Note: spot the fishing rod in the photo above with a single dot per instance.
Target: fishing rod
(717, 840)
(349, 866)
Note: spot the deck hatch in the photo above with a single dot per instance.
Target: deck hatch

What you have to do
Please render the records as a Markdown table with the columns Row and Line. Begin with the line containing "Note: spot the deck", include it, continue through the end of the records, and leave out blank lines.

Result for this exercise
| Row | Line |
|---|---|
| 1 | Note: spot the deck hatch in the photo above with a single dot per instance. |
| 2 | Target: deck hatch |